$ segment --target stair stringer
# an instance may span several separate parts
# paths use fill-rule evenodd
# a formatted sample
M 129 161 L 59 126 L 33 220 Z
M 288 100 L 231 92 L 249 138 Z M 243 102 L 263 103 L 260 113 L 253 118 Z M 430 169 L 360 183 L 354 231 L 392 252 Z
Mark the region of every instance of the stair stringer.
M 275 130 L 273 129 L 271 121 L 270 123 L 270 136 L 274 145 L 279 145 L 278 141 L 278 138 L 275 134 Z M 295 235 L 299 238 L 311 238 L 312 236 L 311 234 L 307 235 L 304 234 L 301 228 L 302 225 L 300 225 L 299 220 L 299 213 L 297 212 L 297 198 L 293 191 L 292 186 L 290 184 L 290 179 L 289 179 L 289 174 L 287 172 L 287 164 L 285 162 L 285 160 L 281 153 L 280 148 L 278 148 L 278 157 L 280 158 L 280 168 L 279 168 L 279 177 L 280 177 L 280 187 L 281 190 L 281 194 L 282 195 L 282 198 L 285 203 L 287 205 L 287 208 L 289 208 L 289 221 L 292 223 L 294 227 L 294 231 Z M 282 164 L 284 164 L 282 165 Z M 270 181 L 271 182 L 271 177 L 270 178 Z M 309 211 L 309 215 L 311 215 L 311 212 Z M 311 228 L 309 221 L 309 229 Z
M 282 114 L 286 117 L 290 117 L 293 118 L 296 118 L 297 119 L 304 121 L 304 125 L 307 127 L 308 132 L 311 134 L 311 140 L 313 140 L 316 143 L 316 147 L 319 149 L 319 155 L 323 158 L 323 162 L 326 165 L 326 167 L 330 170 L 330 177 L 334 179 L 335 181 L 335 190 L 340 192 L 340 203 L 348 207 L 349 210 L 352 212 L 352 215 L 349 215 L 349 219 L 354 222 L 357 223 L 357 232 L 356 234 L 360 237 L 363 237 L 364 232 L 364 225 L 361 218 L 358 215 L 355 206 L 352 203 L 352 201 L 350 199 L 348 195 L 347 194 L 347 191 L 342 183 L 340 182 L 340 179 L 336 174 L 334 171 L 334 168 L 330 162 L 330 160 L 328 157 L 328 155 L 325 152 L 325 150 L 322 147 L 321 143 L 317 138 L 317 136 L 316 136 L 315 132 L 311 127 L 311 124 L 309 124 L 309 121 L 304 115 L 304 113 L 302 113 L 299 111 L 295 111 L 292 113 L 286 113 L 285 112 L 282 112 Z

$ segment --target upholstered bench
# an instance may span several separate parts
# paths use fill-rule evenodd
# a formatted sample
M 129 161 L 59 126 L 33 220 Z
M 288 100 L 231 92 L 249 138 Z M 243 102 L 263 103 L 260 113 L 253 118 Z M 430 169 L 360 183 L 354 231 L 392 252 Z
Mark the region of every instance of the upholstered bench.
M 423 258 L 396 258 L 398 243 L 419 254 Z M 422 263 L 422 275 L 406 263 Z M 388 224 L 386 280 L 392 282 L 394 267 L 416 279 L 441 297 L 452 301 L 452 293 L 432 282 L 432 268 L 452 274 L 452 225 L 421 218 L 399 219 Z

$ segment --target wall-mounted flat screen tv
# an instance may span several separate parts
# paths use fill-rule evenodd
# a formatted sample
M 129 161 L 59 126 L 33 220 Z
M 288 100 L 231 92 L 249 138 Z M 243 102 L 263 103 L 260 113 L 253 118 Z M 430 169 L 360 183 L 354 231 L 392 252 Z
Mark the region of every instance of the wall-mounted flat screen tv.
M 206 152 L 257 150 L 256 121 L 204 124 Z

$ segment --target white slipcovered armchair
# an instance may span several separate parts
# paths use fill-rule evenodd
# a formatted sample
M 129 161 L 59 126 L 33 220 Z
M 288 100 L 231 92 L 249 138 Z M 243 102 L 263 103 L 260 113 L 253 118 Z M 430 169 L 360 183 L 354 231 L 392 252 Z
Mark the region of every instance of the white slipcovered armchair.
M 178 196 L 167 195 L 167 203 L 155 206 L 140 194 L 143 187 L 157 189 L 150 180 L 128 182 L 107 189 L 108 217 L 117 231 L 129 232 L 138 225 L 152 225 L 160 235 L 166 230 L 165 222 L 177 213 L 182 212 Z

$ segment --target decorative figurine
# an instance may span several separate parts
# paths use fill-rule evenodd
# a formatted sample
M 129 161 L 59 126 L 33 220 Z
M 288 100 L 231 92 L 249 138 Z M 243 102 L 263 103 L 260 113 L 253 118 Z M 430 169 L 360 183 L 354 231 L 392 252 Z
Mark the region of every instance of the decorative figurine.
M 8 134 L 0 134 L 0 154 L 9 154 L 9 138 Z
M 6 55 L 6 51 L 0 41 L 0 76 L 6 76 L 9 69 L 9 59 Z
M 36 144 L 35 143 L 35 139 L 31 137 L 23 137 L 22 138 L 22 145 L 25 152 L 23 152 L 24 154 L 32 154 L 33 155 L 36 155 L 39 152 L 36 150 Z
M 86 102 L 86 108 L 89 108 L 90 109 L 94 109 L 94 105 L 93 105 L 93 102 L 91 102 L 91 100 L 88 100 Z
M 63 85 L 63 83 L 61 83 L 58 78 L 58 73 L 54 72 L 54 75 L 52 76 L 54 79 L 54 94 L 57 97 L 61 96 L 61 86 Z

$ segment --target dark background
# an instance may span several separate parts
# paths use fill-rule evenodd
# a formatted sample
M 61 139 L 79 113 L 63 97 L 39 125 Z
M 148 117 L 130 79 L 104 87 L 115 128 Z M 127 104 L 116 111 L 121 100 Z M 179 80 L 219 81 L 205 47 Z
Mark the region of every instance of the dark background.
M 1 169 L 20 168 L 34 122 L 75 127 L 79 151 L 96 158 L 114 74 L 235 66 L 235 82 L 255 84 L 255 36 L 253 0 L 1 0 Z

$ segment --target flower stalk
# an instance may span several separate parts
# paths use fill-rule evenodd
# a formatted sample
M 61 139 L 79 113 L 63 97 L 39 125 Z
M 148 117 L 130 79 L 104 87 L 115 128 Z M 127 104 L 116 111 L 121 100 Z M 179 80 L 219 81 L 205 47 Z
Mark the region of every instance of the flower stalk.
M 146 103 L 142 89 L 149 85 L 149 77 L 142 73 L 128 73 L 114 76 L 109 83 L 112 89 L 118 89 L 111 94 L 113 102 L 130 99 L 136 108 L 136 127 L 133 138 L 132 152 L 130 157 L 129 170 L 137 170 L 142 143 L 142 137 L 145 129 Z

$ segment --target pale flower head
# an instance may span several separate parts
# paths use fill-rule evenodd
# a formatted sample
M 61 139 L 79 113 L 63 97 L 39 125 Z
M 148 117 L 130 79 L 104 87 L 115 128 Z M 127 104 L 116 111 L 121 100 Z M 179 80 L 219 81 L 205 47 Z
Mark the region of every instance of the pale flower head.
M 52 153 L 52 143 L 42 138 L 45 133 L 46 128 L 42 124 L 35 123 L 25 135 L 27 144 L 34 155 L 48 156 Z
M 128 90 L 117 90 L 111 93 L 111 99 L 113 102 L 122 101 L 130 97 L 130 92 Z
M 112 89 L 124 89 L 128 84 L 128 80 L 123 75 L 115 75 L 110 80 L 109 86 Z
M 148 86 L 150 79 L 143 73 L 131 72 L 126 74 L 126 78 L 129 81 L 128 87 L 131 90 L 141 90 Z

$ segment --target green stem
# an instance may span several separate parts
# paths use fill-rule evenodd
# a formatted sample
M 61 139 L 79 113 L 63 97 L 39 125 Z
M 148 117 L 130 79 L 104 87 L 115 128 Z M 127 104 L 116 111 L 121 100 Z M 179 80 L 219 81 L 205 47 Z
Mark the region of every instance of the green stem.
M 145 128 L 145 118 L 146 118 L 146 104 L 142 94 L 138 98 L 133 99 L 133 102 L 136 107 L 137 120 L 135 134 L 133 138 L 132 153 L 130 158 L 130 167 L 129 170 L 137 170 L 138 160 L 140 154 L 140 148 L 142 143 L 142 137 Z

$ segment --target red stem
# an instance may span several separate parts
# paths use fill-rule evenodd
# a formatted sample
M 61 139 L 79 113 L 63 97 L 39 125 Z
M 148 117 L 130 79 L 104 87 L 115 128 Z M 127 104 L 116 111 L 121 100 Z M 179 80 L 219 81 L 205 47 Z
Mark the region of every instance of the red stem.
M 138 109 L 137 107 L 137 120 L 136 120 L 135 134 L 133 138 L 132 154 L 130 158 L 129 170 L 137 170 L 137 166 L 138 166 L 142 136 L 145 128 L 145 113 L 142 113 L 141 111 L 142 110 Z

### [Instructions for the task]
Please repeat the lines of the listing verbatim, from its first line through the line containing "Mark the region of every instance of the stair".

### [Result of the exercise]
$ segment --target stair stringer
# an instance may span several separate parts
# paths use fill-rule evenodd
# a formatted sample
M 129 161 L 59 126 L 33 220 Z
M 288 100 L 231 92 L 249 138 Z M 243 102 L 263 103 L 260 113 L 253 118 Z M 430 169 L 360 183 L 354 231 L 392 252 Z
Mark the region of every instance of the stair stringer.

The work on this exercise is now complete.